__Фрагмент документа__
%%

Я почувствовал неловкость и поспешил уйти. Придя домой, я спросил Франца, что такое huebsch.
— Huebsch — это значит «красивый», — ответил он.
Я рассказал ему все и при встрече просил его извиниться за меня перед Бетси.
— Ах, глюпи шорт, глюпи шорт! — смеялся Франц. «Глюпи шорт», то есть «глупый черт», было любимым выражением Франца и звучало у него то дружелюбно-шутливо, то как ругательство, смотря по обстоятельствам. Других русских ругательств он почти никогда не употреблял.
Наступила Пасха. Мать Франца подала к завтраку какие-то особые пышки. К обеду на второе был жареный козленок. Больше в еде этот праздник не отличался ничем от других дней.
В Страстную субботу я был у церкви и смотрел на католический крестный ход. Вечером во всех домах, окружавших церковную площадь, на окнах горело по нескольку свечей. Это было красиво и для меня ново.
В один из пасхальных дней я пошел в церковь послушать орган и посмотреть богослужение. Франц остался дома.

%%

__Вопросы для разбора__
(1) Что, согласно фрагменту, подали к обеду на второе на Пасху?
(2) Повторите дословно часть фрагмента от слов «В Страстную субботу» до слов «Франц остался дома.».

(Данные для указания объектов по описанию)

%%

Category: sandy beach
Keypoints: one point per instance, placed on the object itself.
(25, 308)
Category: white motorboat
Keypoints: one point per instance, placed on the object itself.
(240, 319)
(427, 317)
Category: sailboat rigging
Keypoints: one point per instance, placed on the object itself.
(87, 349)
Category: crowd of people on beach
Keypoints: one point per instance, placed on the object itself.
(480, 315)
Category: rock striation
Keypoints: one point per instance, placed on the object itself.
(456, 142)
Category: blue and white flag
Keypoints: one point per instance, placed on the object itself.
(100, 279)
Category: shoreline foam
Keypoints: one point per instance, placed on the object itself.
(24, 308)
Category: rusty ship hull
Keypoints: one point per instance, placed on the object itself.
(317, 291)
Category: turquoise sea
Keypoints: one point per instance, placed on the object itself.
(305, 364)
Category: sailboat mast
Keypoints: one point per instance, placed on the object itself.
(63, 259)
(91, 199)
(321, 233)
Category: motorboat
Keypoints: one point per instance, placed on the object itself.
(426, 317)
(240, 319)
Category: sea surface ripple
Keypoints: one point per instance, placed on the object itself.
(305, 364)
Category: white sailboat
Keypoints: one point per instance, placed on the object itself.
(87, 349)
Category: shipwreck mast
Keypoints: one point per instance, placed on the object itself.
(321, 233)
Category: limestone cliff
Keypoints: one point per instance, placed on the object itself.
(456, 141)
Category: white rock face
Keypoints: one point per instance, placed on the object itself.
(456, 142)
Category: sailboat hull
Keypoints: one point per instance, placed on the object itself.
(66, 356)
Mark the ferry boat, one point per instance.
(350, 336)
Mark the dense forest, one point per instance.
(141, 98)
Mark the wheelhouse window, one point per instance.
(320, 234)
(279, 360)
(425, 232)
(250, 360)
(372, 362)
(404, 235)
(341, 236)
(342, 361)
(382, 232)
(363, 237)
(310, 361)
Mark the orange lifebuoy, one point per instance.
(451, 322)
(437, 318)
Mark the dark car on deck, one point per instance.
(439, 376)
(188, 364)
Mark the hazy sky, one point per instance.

%%

__Результаты__
(1) Жареного козленка.

(2)
В Страстную субботу я был у церкви и смотрел на католический крестный ход. Вечером во всех домах, окружавших церковную площадь, на окнах горело по нескольку свечей. Это было красиво и для меня ново.
В один из пасхальных дней я пошел в церковь послушать орган и посмотреть богослужение. Франц остался дома.